Return every line from the records below with the string "beard".

*SUPPLIED ENTRIES*:
◆ ◆ ◆ ◆ ◆

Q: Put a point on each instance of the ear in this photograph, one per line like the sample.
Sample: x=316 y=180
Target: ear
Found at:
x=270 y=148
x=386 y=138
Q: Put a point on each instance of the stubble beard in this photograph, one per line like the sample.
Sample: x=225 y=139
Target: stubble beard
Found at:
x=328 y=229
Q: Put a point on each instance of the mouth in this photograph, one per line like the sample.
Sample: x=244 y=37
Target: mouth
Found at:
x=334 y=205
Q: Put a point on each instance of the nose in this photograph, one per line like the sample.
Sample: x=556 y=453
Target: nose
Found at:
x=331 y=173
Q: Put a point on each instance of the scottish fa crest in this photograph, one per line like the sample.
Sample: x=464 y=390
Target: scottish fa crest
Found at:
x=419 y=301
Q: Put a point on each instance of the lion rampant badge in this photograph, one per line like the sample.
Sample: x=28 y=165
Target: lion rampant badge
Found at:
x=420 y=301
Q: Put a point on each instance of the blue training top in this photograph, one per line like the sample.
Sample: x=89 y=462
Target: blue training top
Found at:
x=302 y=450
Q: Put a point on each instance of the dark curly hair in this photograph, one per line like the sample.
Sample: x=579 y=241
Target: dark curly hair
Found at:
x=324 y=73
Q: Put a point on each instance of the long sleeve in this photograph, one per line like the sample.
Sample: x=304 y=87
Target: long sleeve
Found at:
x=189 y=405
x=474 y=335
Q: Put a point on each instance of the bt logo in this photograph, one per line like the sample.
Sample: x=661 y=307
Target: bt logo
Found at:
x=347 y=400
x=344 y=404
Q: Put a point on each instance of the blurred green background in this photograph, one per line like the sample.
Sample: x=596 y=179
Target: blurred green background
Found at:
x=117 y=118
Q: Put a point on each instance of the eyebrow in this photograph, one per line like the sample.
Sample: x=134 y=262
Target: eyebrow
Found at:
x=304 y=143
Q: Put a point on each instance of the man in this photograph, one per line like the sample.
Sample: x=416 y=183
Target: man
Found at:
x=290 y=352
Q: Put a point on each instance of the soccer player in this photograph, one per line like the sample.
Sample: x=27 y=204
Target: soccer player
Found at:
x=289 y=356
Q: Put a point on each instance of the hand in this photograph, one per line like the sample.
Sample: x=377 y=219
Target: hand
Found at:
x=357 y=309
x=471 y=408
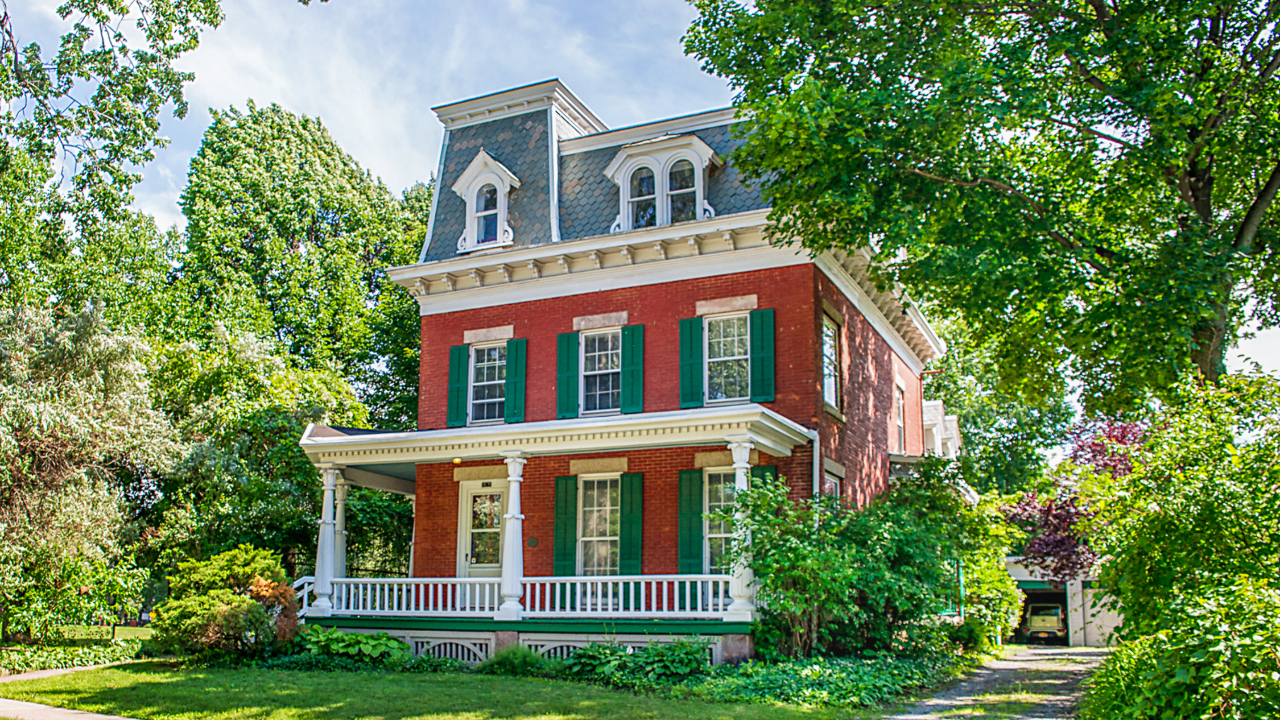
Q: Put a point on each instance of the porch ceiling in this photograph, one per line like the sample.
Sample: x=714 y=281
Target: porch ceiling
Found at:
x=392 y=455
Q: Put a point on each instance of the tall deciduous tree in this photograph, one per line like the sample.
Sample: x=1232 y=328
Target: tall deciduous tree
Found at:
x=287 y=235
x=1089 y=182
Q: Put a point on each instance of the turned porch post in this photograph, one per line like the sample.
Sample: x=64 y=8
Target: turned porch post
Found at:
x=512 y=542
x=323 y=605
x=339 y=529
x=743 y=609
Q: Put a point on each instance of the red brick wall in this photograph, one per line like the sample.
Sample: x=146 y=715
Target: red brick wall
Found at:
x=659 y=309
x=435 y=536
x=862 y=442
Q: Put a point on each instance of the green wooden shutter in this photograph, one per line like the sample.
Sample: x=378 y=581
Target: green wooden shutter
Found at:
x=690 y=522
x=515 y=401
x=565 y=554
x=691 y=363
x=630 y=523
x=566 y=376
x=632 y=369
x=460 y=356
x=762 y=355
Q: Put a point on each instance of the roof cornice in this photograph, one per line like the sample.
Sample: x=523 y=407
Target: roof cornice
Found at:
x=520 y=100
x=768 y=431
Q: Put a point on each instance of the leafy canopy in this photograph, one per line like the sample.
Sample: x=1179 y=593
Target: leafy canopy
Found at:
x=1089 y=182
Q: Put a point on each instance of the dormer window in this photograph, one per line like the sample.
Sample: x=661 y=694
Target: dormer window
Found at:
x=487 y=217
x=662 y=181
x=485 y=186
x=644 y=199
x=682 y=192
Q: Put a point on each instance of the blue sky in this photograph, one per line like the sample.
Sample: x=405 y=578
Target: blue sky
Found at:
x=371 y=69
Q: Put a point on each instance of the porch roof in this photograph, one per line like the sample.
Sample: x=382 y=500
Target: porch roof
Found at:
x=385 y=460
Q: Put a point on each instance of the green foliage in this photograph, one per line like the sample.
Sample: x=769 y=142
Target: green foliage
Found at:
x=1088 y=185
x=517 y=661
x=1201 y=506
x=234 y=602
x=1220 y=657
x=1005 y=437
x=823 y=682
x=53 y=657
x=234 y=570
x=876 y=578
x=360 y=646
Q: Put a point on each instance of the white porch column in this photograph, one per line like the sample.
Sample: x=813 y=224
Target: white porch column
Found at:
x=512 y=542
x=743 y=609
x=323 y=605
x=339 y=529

◆ ◆ ◆ ◆ ◆

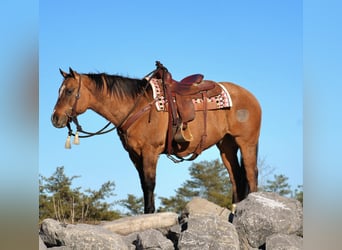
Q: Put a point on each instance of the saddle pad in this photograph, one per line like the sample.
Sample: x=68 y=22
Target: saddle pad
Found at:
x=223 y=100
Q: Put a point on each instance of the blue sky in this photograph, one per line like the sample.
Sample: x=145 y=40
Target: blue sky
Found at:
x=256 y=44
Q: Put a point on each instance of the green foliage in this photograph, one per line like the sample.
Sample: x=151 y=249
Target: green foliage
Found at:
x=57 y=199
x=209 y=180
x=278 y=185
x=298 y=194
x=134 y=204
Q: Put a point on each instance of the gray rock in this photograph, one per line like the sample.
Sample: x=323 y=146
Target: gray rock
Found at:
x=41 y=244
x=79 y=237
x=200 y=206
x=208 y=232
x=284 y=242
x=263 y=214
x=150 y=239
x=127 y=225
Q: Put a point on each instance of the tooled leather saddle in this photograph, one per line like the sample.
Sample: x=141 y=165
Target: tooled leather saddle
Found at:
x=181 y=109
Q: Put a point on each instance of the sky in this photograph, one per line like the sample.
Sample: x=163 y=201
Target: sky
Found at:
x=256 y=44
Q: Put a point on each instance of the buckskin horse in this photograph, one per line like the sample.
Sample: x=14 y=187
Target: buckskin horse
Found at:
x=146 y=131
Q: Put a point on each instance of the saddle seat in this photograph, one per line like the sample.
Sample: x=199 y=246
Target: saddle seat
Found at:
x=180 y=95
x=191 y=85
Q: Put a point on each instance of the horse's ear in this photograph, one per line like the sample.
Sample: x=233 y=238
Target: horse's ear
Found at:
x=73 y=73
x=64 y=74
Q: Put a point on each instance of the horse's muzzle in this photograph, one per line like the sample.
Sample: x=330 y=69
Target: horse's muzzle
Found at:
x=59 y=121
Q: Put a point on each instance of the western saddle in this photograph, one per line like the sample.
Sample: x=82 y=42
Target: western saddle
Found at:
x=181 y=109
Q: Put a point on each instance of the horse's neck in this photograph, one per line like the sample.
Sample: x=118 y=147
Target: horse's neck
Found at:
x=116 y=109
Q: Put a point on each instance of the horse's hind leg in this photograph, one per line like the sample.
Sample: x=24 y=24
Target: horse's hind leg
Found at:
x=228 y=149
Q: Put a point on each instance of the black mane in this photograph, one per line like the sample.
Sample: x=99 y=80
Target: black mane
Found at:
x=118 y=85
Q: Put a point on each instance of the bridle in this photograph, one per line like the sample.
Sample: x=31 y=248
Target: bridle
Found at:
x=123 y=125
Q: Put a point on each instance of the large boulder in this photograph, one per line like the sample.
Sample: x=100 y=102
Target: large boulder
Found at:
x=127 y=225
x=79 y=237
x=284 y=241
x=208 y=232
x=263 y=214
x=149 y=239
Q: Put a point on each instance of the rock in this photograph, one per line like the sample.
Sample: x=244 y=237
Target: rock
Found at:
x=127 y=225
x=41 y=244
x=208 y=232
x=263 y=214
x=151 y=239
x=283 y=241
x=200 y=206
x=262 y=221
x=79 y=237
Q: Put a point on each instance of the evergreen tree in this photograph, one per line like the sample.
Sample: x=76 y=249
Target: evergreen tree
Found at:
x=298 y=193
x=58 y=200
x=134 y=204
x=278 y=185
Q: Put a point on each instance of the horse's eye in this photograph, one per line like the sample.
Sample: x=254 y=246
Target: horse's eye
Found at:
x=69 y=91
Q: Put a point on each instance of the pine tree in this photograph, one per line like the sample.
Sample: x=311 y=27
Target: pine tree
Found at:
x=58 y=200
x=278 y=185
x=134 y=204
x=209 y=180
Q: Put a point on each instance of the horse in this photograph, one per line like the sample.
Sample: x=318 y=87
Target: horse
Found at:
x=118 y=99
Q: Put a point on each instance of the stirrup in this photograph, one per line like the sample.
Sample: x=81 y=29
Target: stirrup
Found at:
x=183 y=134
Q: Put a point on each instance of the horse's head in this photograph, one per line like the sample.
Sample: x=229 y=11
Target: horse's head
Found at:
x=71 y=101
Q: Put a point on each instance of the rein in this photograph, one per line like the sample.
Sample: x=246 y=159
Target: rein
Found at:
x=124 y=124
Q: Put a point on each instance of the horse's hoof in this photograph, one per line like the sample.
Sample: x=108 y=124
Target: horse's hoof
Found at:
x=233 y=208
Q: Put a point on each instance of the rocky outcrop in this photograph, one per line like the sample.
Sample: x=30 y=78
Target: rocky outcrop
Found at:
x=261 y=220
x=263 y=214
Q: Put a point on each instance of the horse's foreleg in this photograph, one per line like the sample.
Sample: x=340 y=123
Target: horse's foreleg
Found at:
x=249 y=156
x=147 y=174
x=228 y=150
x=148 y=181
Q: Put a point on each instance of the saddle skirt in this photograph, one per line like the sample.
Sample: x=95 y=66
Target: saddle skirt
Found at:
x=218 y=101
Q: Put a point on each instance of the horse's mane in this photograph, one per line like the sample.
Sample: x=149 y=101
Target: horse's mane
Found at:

◆ ◆ ◆ ◆ ◆

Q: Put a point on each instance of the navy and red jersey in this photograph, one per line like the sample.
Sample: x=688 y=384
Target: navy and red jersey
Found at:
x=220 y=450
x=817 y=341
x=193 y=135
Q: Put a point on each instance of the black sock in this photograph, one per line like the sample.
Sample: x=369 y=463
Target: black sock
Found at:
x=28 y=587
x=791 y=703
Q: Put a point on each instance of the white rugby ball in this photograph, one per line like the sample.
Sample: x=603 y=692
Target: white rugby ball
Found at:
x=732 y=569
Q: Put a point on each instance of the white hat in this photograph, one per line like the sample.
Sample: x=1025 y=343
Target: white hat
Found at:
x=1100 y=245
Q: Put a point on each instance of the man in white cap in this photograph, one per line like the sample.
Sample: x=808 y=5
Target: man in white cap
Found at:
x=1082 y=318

◆ ◆ ◆ ◆ ◆

*TASK RESULT*:
Q: Put a point on each instance of the stubble beard in this photograph, one per line like the sample.
Target: stubble beard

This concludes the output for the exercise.